━━━━━ Text extract ━━━━━
Yep. It’s why I like Brody so much as a character. He doesn’t shirk responsibility but he’s also not a grandstander. A lot of people want him to punch out the mayor or some such after Brad’s kid almost dies, but instead he just pushes the mayor to do the right thing.
I lived in a summer resort community once. The locals knew that if they had been so callous that they wanted to leave the beaches open when a shark was eating people, the vacationing public would have hated them. It would have morphed into a big press scandal that would have gotten out of control.
I would rate it as the greatest movie monologue of all time. It's the moment when you realise that this film isn't just some dumb "creature feature" but rather a modern retelling of Moby Dick with Quint as Ahab and a Great White shark as his white whale.
Every reactor I've seen who has watched this movie has been utterly spooked by Quint's Indianapolis story. Even today, nearly 50 years after the movie came out, I still get chills hearing Quint's monologue.
9:08 The shark went for the kid on the raft, cuz in the shark's mind, the raft makes the kid look like a bigger sea animal compared to other kids. The shark doesn't know it's a raft.
@@michaeldavid6284Both of you are wrong. The Kitner kid was attacked because it was in the script and Bruce, the shark, wanted to do sequels.😅 Actually there were 3 sharks.
rafts, surfboards etc with splashing limbs look like seals and big fish to sharks from underneath. sharks don't see colour well at all, mostly seeing in black and white to grey so from underneath it just looks like a distressed seal or something (a grey splashing mass with a chunk rounded middle). wearing certain colours can help because they are able to see contrast quite well even if they can't really distinguish the actual colour at low lightlevels
The scene when they are examining Ben Gardner’s beat-up fishing boat, and Hooper pulls a shark tooth the size of a shot glass out of the hole in the hull -- just as Ben Gardner’s mutilated head suddenly appears -- is one of the greatest jump-scares of all time!
And filmed after the movie was basically done. Spielberg felt that scene needed something more. It was filmed in a backyard pool and they added something in the pool water to make it murky....
39:10 Crazy thing about the USS _Indianapolis_ story is that it wasn't in the novel of _Jaws,_ it was only written for the movie. And the reason is because the U.S. government had not declassified the story yet when the book was published, so it was still top secret. But by the time, they made the movie, the story got declassified and became public. So, _Jaws_ (being the highest grossing film of all time when it came out) became the primary vehicle in which the public even learned about the story of the USS _Indianapolis_ on a wide scale. Chief was looking at his scar from when he had his appendix removed @38:44. But he didn't think it was a cool enough story to share.
━━━━━
Direction
Please retype the part of the Jaws comments that opens with the words "Yep. It’s why" and closes with "the right thing.", keeping every character the same.
━━━━━ Data supplied ━━━━━
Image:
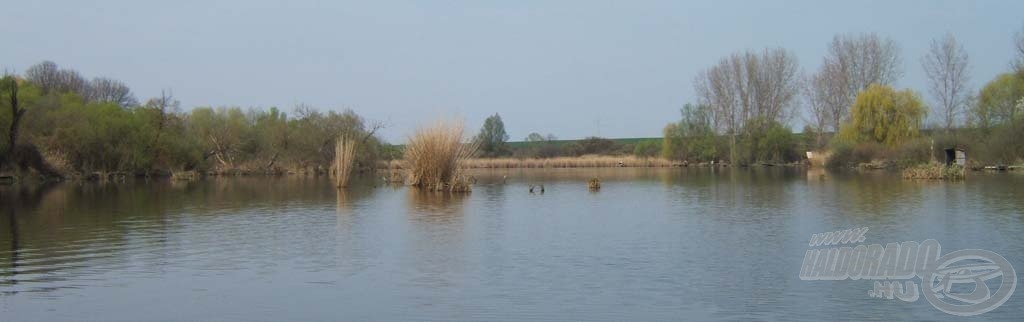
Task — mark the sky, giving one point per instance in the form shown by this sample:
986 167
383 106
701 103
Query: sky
572 69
━━━━━
Full answer
Yep. It’s why I like Brody so much as a character. He doesn’t shirk responsibility but he’s also not a grandstander. A lot of people want him to punch out the mayor or some such after Brad’s kid almost dies, but instead he just pushes the mayor to do the right thing.